[INPUT RECORDS Boundary: Start]
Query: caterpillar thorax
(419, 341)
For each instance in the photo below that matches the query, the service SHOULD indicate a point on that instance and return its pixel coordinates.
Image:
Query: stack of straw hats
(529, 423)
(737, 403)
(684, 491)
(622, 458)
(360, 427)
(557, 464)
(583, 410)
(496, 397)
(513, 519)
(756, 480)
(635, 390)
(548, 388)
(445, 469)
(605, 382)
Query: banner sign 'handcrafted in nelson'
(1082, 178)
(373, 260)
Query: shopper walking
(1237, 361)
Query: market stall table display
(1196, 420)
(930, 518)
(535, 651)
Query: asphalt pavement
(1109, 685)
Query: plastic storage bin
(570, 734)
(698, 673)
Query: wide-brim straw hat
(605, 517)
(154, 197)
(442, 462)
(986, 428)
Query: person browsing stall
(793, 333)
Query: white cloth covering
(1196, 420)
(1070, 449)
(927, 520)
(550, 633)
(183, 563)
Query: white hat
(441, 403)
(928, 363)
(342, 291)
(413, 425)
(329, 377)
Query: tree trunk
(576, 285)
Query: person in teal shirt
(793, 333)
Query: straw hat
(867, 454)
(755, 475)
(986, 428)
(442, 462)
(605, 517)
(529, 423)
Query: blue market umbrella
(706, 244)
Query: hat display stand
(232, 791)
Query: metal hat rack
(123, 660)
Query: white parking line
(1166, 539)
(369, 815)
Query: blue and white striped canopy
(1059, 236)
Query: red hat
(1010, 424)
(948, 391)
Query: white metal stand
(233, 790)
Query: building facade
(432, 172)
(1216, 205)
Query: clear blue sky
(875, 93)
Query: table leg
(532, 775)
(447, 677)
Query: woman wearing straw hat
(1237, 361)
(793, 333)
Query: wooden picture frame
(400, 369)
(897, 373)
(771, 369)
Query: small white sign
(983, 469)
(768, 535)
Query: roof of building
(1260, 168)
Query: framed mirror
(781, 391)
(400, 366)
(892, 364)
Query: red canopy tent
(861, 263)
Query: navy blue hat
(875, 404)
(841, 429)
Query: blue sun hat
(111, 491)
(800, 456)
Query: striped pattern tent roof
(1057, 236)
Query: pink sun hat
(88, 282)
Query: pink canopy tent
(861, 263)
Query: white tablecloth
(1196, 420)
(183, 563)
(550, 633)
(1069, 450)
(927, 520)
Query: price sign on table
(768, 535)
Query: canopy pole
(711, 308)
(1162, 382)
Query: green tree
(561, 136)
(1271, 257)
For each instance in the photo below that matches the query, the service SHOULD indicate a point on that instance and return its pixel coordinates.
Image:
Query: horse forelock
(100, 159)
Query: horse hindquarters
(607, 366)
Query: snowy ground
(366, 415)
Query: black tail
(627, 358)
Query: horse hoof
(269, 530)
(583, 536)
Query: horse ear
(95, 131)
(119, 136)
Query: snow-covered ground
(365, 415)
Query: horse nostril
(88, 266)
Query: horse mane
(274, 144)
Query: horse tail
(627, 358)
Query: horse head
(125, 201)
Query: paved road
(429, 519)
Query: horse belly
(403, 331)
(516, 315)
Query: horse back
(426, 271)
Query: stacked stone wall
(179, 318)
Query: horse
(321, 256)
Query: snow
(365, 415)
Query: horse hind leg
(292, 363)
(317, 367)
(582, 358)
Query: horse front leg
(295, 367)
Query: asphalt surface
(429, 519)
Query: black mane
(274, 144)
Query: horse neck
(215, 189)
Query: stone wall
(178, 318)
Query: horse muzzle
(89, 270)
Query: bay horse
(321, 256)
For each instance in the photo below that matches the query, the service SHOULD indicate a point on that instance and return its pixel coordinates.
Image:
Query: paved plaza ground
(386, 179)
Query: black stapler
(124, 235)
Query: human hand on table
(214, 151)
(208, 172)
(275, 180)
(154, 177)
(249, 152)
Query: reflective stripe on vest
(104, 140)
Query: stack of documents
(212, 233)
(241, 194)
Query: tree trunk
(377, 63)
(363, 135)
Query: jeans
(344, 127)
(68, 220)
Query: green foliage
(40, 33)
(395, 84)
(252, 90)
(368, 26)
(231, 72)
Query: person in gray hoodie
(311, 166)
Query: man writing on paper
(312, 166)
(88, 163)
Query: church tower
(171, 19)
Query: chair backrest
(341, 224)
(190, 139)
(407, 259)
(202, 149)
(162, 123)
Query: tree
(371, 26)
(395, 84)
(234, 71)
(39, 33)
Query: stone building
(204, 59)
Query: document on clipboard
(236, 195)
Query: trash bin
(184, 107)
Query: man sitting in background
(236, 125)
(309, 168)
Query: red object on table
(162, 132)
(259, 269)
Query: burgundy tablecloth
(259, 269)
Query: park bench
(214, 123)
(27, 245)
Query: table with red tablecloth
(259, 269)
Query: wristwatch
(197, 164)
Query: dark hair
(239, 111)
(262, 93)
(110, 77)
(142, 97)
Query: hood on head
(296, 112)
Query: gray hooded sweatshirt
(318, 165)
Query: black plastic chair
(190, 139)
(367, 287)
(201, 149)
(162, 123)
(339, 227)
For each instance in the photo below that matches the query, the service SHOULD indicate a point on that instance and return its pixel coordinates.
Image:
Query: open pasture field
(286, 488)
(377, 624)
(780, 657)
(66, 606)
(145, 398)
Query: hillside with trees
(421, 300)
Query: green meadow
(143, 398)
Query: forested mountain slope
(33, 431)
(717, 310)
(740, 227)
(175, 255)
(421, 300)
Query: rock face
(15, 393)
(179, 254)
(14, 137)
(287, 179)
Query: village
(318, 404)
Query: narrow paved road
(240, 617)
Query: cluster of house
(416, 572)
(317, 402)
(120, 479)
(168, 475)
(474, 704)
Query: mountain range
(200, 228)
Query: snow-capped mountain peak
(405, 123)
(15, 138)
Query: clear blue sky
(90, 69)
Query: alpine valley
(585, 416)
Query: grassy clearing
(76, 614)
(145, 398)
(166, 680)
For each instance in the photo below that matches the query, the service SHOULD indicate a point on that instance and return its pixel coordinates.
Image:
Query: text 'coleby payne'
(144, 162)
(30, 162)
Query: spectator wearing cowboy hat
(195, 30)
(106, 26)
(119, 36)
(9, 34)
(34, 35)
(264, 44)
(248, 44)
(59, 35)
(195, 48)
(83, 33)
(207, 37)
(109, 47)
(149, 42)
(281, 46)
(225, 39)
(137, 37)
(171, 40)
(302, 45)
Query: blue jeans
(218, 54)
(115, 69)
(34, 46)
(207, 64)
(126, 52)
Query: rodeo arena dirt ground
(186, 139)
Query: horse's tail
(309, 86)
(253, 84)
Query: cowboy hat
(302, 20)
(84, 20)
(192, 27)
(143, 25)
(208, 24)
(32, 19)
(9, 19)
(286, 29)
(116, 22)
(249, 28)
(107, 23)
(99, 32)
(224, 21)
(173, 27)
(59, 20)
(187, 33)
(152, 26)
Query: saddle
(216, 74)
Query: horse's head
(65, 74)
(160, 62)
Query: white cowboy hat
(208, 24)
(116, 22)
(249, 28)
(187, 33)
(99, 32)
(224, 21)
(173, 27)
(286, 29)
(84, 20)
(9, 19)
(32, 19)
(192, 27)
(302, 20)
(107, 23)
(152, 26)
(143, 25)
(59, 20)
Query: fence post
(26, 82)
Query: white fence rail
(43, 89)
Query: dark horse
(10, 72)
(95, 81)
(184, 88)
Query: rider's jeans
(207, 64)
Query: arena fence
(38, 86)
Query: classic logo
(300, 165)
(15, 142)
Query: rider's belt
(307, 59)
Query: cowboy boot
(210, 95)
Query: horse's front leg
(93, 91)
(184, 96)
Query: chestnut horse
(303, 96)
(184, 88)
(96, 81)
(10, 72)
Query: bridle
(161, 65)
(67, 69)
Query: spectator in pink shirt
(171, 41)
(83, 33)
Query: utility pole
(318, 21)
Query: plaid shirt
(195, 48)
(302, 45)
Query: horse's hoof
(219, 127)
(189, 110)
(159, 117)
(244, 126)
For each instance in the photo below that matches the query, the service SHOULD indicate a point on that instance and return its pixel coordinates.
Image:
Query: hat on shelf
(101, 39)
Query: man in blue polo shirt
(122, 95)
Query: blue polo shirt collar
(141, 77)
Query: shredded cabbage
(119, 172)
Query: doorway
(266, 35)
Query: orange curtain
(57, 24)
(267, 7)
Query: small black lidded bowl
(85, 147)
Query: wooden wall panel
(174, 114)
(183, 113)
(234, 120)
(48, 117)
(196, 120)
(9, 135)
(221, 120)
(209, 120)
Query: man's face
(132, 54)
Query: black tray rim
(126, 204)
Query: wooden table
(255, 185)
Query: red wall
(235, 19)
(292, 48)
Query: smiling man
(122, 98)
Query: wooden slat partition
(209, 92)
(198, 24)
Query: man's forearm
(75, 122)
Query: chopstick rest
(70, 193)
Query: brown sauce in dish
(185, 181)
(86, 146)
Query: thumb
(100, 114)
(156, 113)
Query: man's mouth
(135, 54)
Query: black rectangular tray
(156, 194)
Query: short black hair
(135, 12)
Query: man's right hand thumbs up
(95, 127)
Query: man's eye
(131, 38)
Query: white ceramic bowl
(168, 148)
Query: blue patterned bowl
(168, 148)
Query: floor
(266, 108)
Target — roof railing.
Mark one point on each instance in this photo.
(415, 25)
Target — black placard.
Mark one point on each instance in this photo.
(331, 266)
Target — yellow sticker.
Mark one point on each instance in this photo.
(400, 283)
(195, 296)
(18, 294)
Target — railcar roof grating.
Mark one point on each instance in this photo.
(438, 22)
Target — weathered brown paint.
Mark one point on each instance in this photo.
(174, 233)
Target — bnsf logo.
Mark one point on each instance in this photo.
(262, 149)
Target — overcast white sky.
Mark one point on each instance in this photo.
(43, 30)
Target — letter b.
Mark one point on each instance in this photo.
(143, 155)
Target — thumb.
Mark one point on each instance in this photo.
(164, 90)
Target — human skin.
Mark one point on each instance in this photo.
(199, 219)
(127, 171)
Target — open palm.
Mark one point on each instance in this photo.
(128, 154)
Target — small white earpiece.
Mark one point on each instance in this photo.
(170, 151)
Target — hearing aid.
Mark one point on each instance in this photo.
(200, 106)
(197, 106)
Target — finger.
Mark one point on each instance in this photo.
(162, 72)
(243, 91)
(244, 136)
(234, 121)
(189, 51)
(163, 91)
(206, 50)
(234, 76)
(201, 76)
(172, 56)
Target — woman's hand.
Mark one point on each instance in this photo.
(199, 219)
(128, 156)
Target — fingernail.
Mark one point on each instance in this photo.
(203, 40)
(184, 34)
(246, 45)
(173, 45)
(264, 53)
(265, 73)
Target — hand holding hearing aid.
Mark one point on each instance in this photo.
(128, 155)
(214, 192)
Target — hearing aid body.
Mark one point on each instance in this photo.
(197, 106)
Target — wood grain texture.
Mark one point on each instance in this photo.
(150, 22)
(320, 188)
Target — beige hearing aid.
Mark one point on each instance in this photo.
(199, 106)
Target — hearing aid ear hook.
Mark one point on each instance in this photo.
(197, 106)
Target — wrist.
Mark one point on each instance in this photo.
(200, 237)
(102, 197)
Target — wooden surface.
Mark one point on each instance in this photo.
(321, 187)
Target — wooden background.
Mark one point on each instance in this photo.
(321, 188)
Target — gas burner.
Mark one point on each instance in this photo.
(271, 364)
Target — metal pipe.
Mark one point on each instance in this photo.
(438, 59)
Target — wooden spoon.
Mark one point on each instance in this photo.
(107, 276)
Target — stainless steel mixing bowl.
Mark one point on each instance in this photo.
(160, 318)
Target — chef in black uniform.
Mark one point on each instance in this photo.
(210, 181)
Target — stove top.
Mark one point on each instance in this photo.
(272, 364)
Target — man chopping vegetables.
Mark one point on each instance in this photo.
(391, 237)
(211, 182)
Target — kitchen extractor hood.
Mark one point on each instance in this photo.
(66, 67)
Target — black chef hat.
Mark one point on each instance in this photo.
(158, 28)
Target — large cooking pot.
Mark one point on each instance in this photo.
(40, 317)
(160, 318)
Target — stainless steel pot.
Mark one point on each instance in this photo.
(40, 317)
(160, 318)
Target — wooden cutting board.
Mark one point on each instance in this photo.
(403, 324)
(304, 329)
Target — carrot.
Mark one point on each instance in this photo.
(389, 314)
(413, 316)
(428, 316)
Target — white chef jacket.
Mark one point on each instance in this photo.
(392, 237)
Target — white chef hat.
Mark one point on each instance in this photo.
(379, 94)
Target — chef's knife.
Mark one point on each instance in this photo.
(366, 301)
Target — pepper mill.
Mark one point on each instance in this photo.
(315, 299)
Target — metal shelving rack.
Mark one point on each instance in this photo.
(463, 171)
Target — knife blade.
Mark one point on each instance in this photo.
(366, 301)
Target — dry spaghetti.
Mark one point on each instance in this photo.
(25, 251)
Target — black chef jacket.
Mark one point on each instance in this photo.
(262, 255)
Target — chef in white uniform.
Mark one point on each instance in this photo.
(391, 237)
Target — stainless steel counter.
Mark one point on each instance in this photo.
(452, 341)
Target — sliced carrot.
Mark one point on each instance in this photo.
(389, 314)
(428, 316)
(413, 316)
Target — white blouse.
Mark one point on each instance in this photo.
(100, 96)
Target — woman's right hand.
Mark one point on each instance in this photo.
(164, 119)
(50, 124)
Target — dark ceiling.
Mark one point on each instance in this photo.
[INPUT RECORDS Boundary: End]
_THE PROBLEM_. Search the entries for the word "uniform", then copy every line in which it is found.

_SOLUTION TO THIS PROBLEM_.
Target — chef in black uniform.
Target — chef in white uniform.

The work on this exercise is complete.